- _EXCERPTED PASSAGE_
--- begin ---
- Theatrical release poster
- Directed by: Michael Caton-Jones
- Written by: Ken Hixon
- Based on: "Mark of a Murderer" 1997 Esquire article by Michael McAlary
- Produced by: Brad Grey Elie Samaha Michael Caton-Jones Matthew Baer
- Starring: Robert De Niro Frances McDormand James Franco Eliza Dushku William Forsythe George Dzundza
- Cinematography: Karl Walter Lindenlaub
- Edited by: Jim Clark
- Music by: John Murphy
- Production companies: Franchise Pictures; Brad Grey Pictures;
- Distributed by: Warner Bros. Pictures
- Release date: September 6, 2002;
- Running time: 104 minutes
- Country: United States
- Language: English
- Budget: $40 million
- Box office: $29,413,966

= City by the Sea =

2002 American crime drama film

City by the Sea is a 2002 American crime drama film directed by Michael Caton-Jones, starring Robert De Niro, James Franco, Eliza Dushku, Frances McDormand, William Forsythe, and George Dzundza. It deals with the family problems of a wayward youth, and is set against a man trying to break free of his past. It is based on the story of Long Beach, New York, detective Vincent LaMarca.
--- end ---
- _CHALLENGE 1_
According to the City by the Sea entry, who is credited with the music for the film?
- _CHALLENGE 2_
Repeat the part of the City by the Sea entry that begins at the words "City by the Sea is" and stops after "detective Vincent LaMarca.".
- _CHALLENGE 3_
Summarize the City by the Sea entry in two sentences.
This material has no connection to the City by the Sea entry.

[Stored entries]
--- begin ---
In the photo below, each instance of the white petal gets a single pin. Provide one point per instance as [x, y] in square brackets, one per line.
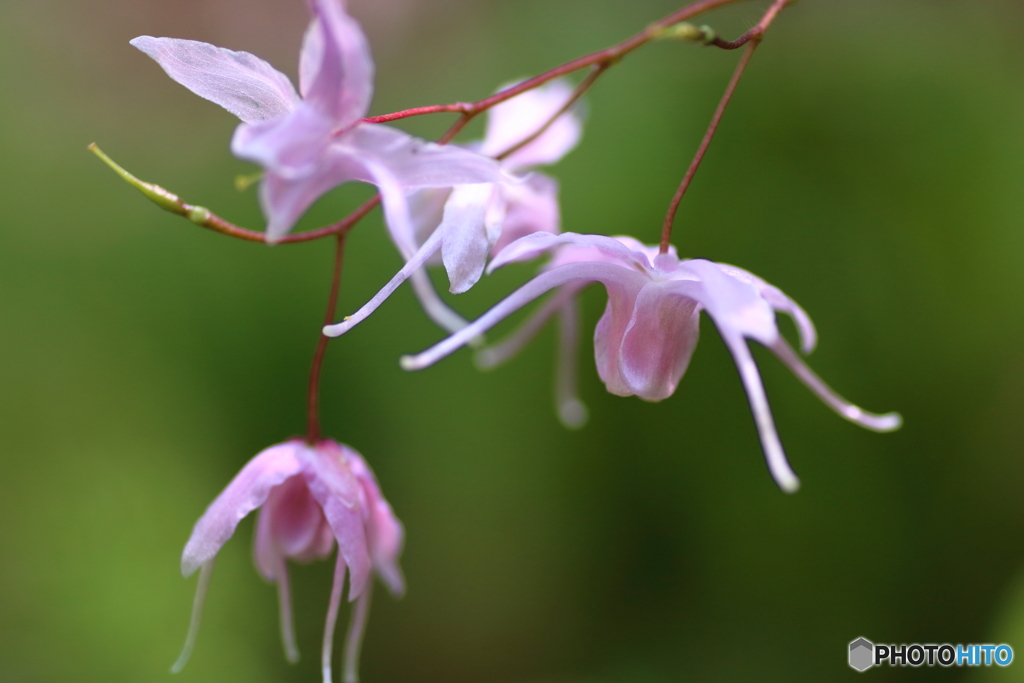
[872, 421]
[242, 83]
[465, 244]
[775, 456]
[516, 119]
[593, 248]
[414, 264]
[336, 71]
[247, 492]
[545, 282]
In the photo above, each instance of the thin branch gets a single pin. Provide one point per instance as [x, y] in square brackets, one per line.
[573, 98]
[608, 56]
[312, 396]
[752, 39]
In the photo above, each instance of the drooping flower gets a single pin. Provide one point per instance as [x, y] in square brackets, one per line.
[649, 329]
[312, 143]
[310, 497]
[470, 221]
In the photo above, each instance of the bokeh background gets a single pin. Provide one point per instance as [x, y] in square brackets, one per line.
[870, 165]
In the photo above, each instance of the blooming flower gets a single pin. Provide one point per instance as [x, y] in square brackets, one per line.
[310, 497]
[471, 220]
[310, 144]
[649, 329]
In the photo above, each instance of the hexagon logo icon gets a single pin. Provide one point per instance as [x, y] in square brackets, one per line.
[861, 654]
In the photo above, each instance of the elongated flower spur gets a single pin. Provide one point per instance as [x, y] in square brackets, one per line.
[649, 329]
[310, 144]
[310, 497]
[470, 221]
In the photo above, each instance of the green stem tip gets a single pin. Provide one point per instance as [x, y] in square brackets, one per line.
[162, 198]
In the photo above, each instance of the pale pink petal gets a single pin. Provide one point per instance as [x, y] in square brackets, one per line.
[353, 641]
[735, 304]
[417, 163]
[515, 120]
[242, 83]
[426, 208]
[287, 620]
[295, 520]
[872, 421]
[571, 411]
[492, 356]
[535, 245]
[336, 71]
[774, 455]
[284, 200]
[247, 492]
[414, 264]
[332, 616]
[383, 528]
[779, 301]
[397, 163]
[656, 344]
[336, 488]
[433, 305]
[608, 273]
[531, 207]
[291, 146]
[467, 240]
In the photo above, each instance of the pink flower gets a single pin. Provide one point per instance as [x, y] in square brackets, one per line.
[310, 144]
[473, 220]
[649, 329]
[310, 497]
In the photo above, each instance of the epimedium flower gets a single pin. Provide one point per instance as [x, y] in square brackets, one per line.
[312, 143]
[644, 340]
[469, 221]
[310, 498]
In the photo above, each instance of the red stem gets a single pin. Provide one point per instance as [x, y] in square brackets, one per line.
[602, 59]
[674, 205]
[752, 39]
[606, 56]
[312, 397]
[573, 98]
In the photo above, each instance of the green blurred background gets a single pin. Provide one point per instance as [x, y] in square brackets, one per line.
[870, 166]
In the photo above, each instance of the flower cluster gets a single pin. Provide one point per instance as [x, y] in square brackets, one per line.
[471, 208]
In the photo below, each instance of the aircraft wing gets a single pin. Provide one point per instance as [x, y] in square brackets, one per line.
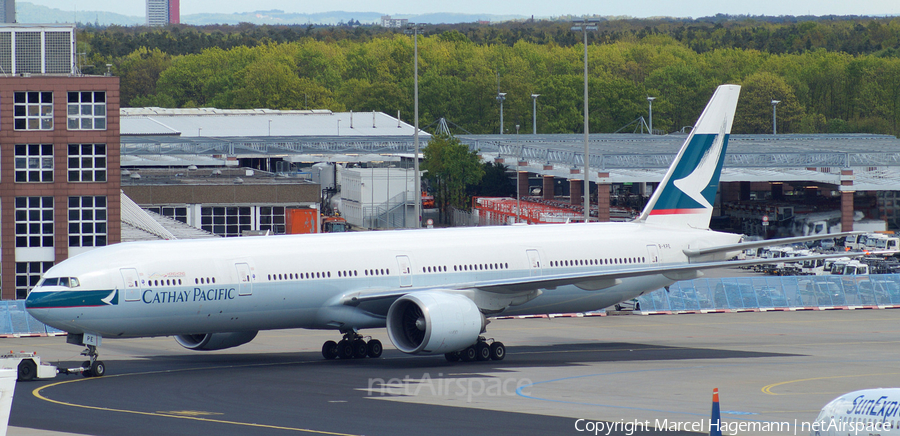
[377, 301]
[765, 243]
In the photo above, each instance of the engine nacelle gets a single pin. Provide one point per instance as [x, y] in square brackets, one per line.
--- end ---
- _WRITTEN SOLUTION 1_
John Murphy

- _WRITTEN SOLUTION 2_
City by the Sea is a 2002 American crime drama film directed by Michael Caton-Jones, starring Robert De Niro, James Franco, Eliza Dushku, Frances McDormand, William Forsythe, and George Dzundza. It deals with the family problems of a wayward youth, and is set against a man trying to break free of his past. It is based on the story of Long Beach, New York, detective Vincent LaMarca.

- _WRITTEN SOLUTION 3_
City by the Sea is a 2002 American crime drama film directed by Michael Caton-Jones, starring Robert De Niro, James Franco, Eliza Dushku, Frances McDormand, William Forsythe, and George Dzundza. It deals with the family problems of a wayward youth, set against a man trying to break free of his past, and is based on the story of Long Beach, New York, detective Vincent LaMarca.